### TASK OBJECTIVE
Please print the data shown below without any alteration.

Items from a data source
-*-*-
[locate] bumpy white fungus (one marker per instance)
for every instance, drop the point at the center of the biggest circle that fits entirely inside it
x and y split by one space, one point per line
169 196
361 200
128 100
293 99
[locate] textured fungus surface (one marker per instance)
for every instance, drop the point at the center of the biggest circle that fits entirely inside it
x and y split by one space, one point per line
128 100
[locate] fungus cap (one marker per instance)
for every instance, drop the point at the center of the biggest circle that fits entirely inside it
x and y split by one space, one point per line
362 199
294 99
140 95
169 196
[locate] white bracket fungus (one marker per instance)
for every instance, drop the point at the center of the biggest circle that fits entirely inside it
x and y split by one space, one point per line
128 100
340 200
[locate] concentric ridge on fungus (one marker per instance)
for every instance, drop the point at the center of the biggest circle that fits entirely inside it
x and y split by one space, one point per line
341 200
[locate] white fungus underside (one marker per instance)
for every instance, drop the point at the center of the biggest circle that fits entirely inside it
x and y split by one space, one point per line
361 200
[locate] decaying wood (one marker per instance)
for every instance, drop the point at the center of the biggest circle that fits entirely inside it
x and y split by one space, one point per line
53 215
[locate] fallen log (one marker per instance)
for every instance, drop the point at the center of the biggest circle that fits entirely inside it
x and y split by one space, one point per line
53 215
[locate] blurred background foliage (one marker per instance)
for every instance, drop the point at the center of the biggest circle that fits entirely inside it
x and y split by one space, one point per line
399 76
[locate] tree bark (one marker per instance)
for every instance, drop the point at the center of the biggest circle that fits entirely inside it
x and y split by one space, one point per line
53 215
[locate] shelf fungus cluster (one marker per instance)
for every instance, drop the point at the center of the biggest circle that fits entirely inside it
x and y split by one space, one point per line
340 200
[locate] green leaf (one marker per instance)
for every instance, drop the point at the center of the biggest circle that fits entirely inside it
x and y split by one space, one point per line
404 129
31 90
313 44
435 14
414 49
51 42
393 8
-*-*-
### YOUR SOLUTION
[locate] bumpy white fungus (one marker per instance)
for every instance, drop the point at the center of the biggest circle that fits entirely inside it
x and y split by one space, one point per line
169 196
361 200
128 100
293 99
[locate] textured fungus surface (one marker per instance)
for every instance, drop the point at the center of the biggest circle that fits entirely inside it
x and y split by one space, one point per line
128 100
[locate] fungus cap (one marker per instance)
for every instance, drop the point at the center of the biggest circle that fits entirely inside it
x and y split by one space, one point per line
362 199
294 99
140 95
169 196
[locate] white bracket fungus (one marker per instance)
for every instance, drop the point at the center of the biggest circle that fits entirely inside it
x and y split by one space, one point per line
128 100
340 200
[locate] concentric ridge on fungus (one marker per instance)
for every instance, drop the point at the center of the biggest circle that fits entirely inside it
x and y split by one space, one point per line
341 200
[locate] white fungus underside (one marker per instance)
for every instance, drop the point at the center of the biggest circle that fits entirely inside it
x and y split by one space, one point per line
361 200
[locate] decaying wood (one marker per instance)
for every instance, drop the point at the center of the biggest circle that fits entirely inside it
x and y split by one space, one point per line
53 215
[locate] fallen log (one marker per instance)
for every instance, drop the point at the center of the biggest circle that fits entirely inside it
x and y split by one space, one point per line
53 215
[locate] blurred background foliage (one marker per instance)
for every instance, drop the point at the center of the biggest circle that fits entirely inside it
x and y split by one space, one point per line
399 76
[locate] tree bark (one marker per instance)
for every instance, drop the point at the center of the biggest circle that fits entirely inside it
x and y split by one space, one point per line
53 215
[locate] shelf fungus cluster (one marker per instance)
for every instance, drop the point at the center of the biggest circle that fits entirely inside it
x and y split by one space, one point per line
340 200
[locate] green leaf (one marker per instance)
for every instance, drop the point at the center of the biggest circle that fits entirely inside it
x and y split by one space, one point per line
404 129
31 90
313 44
435 14
414 49
51 42
393 8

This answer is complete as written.